**Exercise goal**
Quote all of the entries word for word.

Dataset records

- - -

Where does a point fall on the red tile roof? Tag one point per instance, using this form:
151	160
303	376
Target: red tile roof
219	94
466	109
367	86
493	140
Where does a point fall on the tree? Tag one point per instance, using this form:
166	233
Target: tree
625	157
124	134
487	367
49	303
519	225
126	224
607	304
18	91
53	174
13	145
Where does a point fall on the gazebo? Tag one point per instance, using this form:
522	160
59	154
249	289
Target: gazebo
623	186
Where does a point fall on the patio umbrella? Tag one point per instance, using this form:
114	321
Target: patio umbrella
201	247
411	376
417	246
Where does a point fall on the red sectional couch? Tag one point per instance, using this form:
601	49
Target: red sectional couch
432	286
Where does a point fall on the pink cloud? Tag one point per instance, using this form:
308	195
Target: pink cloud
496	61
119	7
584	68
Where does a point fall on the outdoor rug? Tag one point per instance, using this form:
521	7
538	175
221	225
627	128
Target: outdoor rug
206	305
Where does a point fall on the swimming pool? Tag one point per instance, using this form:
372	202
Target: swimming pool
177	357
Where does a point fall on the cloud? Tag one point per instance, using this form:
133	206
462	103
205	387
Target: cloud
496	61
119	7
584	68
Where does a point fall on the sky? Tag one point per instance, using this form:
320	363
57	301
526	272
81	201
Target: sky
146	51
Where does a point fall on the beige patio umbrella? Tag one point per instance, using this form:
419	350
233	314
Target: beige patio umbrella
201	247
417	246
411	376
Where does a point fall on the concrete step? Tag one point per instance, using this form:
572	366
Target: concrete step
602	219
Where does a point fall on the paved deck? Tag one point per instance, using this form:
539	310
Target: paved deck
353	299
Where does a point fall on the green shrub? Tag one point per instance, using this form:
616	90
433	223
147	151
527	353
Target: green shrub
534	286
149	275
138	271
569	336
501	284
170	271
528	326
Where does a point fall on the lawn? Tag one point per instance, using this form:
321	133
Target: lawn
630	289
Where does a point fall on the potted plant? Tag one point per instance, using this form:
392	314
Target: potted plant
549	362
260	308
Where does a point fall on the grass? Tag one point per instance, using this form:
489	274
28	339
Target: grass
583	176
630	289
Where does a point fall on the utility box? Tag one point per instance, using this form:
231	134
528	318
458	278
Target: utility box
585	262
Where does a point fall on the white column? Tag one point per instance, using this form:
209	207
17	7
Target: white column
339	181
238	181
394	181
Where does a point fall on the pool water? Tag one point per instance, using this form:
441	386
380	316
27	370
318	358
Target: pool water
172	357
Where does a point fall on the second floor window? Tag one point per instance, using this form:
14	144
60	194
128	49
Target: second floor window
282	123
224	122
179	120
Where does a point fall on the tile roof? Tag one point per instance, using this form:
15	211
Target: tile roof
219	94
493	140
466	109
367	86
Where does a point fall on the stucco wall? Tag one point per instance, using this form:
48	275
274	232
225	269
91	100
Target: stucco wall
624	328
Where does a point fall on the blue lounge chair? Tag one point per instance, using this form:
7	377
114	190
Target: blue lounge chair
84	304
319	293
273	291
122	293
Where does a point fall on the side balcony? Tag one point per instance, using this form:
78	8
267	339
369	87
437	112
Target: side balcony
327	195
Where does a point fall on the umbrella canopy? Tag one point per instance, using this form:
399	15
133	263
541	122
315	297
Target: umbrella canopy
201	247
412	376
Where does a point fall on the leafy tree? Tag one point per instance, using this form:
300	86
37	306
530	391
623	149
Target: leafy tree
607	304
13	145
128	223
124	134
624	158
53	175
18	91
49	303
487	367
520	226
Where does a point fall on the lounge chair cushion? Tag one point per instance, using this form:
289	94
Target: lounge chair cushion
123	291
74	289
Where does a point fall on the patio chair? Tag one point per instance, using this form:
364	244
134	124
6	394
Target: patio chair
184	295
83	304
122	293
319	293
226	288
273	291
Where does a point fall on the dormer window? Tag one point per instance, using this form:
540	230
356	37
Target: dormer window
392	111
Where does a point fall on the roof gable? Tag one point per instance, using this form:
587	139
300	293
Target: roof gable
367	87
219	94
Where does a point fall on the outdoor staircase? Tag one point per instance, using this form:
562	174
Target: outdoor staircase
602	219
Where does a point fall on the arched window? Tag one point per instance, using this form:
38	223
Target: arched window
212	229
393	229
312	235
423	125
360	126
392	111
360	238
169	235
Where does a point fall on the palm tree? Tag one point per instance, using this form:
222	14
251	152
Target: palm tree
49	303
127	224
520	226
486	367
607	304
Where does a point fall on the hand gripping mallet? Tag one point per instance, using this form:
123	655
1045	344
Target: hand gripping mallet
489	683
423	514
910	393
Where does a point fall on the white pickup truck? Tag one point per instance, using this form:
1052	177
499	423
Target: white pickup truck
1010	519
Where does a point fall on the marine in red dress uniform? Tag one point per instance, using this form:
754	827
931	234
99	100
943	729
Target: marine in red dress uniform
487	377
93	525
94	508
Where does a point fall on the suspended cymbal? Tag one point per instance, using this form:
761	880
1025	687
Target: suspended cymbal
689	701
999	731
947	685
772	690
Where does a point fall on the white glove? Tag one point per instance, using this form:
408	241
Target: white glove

- - -

**Correct output**
Where does a point fall on the red tile roof? Tag one point per instance, using this form:
151	160
303	376
Target: red tile roof
219	94
466	109
367	86
493	140
Where does a point fall on the tree? Tag one point per instance, using this form:
166	233
Target: tree
625	157
124	134
487	367
49	303
519	225
126	224
607	304
18	91
53	174
13	145
Where does a point fall on the gazebo? Tag one point per instance, using this form:
522	160
59	154
249	289
Target: gazebo
623	186
Where does a point fall on the patio umbrella? Tag one point per instance, using this form:
114	321
Target: patio umbrella
201	247
411	376
417	246
Where does a point fall on the red sectional couch? Tag one point per instance, using this form:
601	49
Target: red sectional couch
432	286
Where does a point fall on the pink cloud? Tag one point per instance, using this form:
308	195
Target: pink cloud
496	61
119	7
584	68
Where does a point fall on the outdoor rug? Tag one point per instance, using this form:
521	7
538	175
221	225
627	128
Target: outdoor rug
206	305
Where does a point fall on the swimming pool? Tag one point per instance, using this form:
372	202
Target: swimming pool
177	357
Where does a point fall on the cloud? Tag one point per instance, using this form:
133	206
462	103
205	387
Target: cloud
496	61
119	7
584	68
Where does a point fall on the sky? Tag one point per instance, using this form:
320	363
57	301
526	272
81	201
Target: sky
146	51
Where does a point fall on the beige patio umbrella? Tag one point per instance, using this form:
419	350
233	314
Target: beige patio umbrella
201	247
417	246
411	376
Where does a point fall on the concrete step? Tag one point per instance, using this form:
572	366
Target: concrete step
602	219
Where does a point fall on the paved deck? Tag one point per instance, using this form:
539	310
Target: paved deck
353	299
Where does a point fall on the green shrub? Tag one point per instance, using this form:
616	90
433	223
147	151
527	353
Target: green shrub
534	286
149	275
138	271
569	336
501	284
170	271
528	326
Where does a point fall on the lawn? Tag one point per instance, using this form:
321	133
Target: lawn
630	289
Where does a point fall on the potted plant? Tag one point per instance, using this form:
392	314
Target: potted plant
549	362
260	308
Where does a point fall on the grass? Tag one point per instance, using this form:
489	274
28	339
Target: grass
583	176
630	289
Where does a point fall on the utility box? Tag one point per instance, using this form:
231	134
528	318
458	278
Target: utility box
585	262
Where does a point fall on the white column? Tag one point per instance, using this form:
209	207
17	7
Target: white column
339	181
238	181
394	181
Where does a point fall on the pool water? Tag one point per instance, using this form:
441	386
380	316
27	370
318	358
Target: pool water
172	357
Where does a point fall on the second floor window? Tag one point per instance, using this form:
14	144
60	194
128	49
Target: second floor window
282	123
224	122
179	120
Where does a point fall on the tile roof? Tag one point per instance, using this form:
15	211
Target: tile roof
219	94
493	140
466	109
367	86
Where does a point fall on the stucco wall? Tag one point per instance, using this form:
48	275
274	232
225	269
91	100
Target: stucco wall
624	328
Where does a point fall on the blue lounge chair? Tag one point per instance, using this form:
7	377
114	190
Target: blue lounge chair
84	304
319	293
273	291
122	293
Where does a point fall on the side balcony? Tag one point per instance, using this form:
78	8
267	339
369	87
437	112
Target: side balcony
327	195
Where does a point fall on the umbrella canopy? Tag one point per instance, using this form:
399	15
133	263
541	122
315	297
Target: umbrella canopy
201	247
412	376
Where does a point fall on the leafy tree? Tag one point per instance, using this form:
300	86
37	306
530	391
623	149
Target: leafy tree
607	304
13	145
128	223
124	134
624	158
53	175
18	91
49	303
487	367
520	226
Where does a point fall on the lounge chair cushion? Tag one point per instance, using this form:
289	94
Target: lounge chair cushion
123	291
74	289
Where does a point fall on the patio chair? Tag one point per instance, using this form:
364	244
134	124
6	394
Target: patio chair
184	295
83	304
122	293
319	293
226	288
273	291
Where does a point fall on the dormer window? Tag one point per instance, using this form:
540	230
356	37
Target: dormer window
392	111
Where does a point fall on the roof gable? Tag one point per instance, using this form:
587	139
300	293
Target: roof gable
367	87
219	94
Where does a point fall on the outdoor staircase? Tag one point per instance, using this form:
562	174
Target: outdoor staircase
602	219
Where does a point fall on the arched window? Tag one point per instance, using this form:
38	223
Target: arched window
212	229
393	229
312	235
423	125
360	126
392	111
360	238
169	235
Where does a point fall on the palm tree? Tag one point per instance, using this form:
222	14
251	152
Target: palm tree
49	303
127	224
520	226
486	367
607	304
Where does a point fall on the hand gripping mallet? Tag one point per instance, using this form:
123	655
1045	344
Target: hand gripping mallet
489	683
423	514
910	393
Where does a point fall on the white pickup truck? Tag one point per instance, using this form:
1052	177
499	423
Target: white pickup truck
1010	519
Where does a point fall on the marine in red dress uniform? Tag one point per instance, using this form:
754	827
931	234
99	100
943	729
Target: marine in red dress uniform
487	377
93	525
94	508
Where does a point fall on the suspended cymbal? Tag one point per instance, using this form:
761	880
1025	687
Target: suspended cymbal
689	701
999	731
947	685
772	690
Where does a point fall on the white glove? Tag one point per instance, using this form:
408	241
Target: white glove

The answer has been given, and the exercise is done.